**Written problem 1**
Answer these questions using the passage about Emnet's search for her brother:
(a) In which city does Fitsum's friend Yalem live?
(b) Where is Seble living now?
(c) What does the picture of the brother show?
**Written problem 2**
List every personal name that appears in the passage about Emnet's search for her brother.
**Written problem 3**
Write what comes next in the passage about Emnet's search for her brother, picking up after its final sentence.

**Page**
────────────────────

Emnet has started to date an Ethiopian man, Fitsum. She tells him that she has a brother in Sweden. Fitsum says that he happens to have a good friend in Stockholm, Yalem, who might be able to try to find her brother. Emnet contacts Seble – now living in Paris – who relays to London the documents she has that are relevant to the adoption. This includes the brother’s Swedish name and a picture of him as a three year old, sitting in a snow sledge. Emnet and Fitsum forward the documents to Yalem in Stockholm. Yalem has promised to do his best.

────────────────────

**Given data**
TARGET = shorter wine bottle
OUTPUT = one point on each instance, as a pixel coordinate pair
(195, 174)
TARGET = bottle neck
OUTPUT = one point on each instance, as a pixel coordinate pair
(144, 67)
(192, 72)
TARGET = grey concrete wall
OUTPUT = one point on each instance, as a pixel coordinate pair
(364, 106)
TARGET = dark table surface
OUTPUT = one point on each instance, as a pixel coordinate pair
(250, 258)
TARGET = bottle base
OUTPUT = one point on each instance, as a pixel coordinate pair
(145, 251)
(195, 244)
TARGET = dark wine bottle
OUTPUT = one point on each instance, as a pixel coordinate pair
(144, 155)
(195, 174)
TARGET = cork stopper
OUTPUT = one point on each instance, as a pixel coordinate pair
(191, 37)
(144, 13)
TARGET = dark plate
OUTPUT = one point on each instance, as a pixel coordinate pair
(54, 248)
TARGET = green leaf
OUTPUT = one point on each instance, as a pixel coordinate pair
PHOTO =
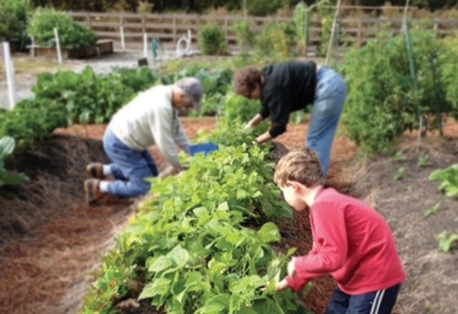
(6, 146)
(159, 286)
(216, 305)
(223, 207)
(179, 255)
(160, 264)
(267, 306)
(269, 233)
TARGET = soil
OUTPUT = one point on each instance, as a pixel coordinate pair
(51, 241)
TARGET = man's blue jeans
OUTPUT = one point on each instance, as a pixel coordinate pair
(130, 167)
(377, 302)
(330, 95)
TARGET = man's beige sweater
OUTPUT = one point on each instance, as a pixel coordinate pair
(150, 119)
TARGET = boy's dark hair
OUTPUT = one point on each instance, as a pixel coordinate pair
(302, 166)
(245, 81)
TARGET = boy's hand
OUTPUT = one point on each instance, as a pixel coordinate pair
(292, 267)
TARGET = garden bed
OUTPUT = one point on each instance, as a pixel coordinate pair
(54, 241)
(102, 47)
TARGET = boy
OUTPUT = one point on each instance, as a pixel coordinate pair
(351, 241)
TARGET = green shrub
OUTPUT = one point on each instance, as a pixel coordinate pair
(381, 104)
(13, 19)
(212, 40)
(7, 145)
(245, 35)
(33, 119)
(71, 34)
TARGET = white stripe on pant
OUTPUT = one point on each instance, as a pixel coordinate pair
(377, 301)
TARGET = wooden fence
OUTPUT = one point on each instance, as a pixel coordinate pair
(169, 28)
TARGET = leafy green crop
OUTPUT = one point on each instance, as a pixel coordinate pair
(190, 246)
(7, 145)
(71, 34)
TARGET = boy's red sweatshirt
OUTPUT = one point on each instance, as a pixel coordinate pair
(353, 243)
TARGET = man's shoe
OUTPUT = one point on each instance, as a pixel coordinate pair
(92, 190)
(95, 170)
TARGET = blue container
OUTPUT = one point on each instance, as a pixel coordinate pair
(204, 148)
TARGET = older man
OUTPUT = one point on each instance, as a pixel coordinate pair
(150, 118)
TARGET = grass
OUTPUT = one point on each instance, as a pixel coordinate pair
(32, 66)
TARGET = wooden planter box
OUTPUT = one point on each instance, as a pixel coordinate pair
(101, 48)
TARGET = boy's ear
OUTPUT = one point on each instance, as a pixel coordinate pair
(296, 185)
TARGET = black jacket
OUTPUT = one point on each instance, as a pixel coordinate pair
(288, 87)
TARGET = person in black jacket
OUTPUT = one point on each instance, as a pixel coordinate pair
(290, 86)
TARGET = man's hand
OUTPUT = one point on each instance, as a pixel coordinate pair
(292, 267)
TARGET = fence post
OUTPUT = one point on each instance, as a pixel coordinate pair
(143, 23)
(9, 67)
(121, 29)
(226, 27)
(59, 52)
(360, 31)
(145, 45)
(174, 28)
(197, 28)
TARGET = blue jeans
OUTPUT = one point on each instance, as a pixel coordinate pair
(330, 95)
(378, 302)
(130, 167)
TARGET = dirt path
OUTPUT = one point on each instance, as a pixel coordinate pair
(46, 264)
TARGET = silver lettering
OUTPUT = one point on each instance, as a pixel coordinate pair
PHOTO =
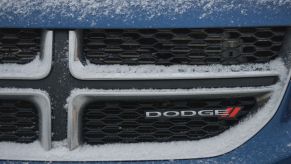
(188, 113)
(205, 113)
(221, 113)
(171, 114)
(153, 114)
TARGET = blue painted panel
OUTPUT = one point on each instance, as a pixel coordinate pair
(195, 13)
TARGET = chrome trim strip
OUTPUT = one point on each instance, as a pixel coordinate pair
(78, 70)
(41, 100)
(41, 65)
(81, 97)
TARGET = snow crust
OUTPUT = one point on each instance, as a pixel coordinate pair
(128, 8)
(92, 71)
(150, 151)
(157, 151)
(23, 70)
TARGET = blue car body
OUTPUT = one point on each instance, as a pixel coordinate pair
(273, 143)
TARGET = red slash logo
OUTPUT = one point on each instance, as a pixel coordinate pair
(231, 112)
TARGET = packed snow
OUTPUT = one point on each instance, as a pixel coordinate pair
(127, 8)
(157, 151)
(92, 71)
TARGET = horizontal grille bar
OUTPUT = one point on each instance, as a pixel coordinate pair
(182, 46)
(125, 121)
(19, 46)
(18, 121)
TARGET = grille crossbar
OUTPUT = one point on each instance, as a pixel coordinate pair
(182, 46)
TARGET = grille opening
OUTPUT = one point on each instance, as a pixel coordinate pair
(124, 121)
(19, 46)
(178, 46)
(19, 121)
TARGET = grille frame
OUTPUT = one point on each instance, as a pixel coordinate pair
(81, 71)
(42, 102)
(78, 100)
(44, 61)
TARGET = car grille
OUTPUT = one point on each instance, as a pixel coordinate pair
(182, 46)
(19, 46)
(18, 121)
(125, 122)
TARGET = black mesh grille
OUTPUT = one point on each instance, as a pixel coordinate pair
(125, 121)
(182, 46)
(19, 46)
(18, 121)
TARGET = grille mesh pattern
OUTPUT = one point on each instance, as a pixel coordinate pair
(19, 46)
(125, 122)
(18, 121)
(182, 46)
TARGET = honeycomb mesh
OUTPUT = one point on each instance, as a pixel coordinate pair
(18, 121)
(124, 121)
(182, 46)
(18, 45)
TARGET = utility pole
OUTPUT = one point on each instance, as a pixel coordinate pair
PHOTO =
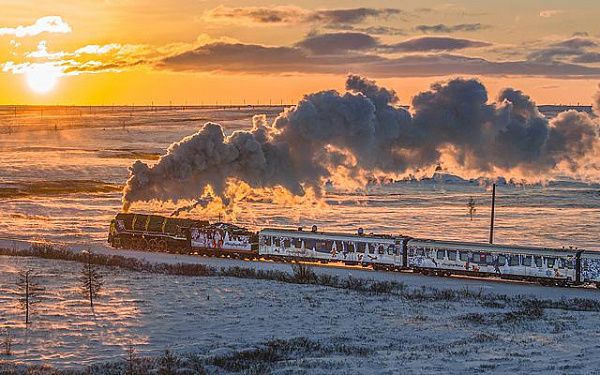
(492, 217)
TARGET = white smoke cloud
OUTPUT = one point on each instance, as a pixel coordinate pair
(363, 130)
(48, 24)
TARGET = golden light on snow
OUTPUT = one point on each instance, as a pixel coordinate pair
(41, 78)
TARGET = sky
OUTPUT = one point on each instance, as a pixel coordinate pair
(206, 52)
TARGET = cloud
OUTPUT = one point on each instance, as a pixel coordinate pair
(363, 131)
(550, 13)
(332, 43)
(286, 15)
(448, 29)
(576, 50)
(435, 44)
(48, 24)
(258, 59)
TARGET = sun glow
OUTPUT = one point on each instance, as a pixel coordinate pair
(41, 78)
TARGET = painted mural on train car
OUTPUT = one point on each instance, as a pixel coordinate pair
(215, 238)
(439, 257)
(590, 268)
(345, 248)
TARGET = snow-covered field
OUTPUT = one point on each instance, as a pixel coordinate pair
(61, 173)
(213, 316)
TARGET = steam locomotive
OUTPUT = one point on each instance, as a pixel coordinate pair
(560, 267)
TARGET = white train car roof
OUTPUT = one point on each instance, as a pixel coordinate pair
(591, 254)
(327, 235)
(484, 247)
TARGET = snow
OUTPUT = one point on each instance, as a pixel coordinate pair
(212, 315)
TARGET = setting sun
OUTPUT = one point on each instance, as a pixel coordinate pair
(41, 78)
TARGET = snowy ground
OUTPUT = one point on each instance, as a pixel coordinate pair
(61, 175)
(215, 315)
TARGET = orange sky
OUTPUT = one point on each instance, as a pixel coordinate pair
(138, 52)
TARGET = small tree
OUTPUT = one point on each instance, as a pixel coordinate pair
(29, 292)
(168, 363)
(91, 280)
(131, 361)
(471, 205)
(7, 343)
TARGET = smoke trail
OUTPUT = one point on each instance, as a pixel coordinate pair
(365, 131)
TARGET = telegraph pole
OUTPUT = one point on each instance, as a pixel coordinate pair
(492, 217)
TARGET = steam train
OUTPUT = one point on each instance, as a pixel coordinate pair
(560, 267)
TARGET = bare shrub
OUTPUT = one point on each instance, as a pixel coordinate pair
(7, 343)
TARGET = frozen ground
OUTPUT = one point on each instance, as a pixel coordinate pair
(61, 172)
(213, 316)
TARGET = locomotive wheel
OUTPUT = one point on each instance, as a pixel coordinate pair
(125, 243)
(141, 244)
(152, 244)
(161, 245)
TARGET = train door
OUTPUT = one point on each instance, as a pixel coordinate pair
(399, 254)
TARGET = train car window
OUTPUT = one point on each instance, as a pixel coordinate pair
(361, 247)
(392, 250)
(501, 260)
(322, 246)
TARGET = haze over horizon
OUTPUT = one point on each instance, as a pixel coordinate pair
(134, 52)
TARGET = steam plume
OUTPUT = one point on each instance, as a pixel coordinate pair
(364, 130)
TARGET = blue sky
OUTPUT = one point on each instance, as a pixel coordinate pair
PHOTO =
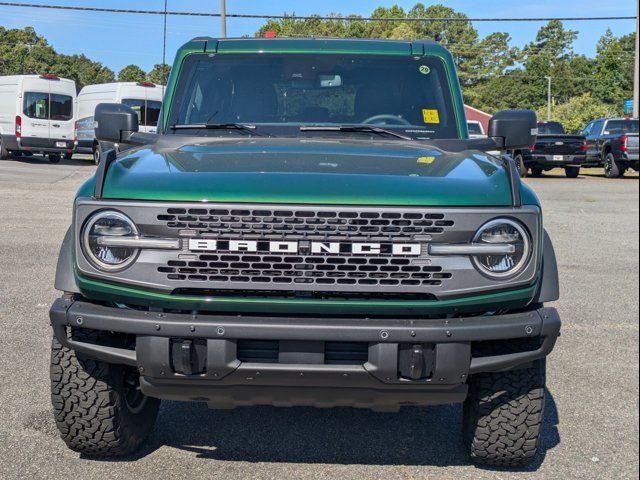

────────────────────

**Exercise response 1**
(a) Stockholm
(b) Paris
(c) The brother at three years old, sitting in a snow sledge

**Exercise response 2**
Emnet, Fitsum, Yalem, Seble

**Exercise response 3**
1997    Östersund                                              
One summer eve in Östersund I am in a bar where I have a brief conversation with an Ethiopian man unbeknown to me. His name is Sam. I do not commit him to my memory. Sam, however, memorizes me and my name

2004    Stockholm, July 30th                                                                                            
The day after Yalem receives the documents he is off to the Swedish HMRC/IRS in the hope of finding information on “Anders”. Before that he is just going to grab a coffee with his good friend, Sam. They meet in a café on a hilly street in the centre of Stockholm. Sam is wearing a baseball cap. Yalem tells Sam what he is about to do and shows him the documents. Sam gasps when he sees the name on the documents. “I've met him in Östersund,” he exclaims, “I know what he looks like!” Sam tells Yalem about that fortuitous meeting in a bar in Östersund, seven years earlier. 

Yalem and Sam leave the café in an exalted state and walk up the hilly street. Where I happen to come walking down.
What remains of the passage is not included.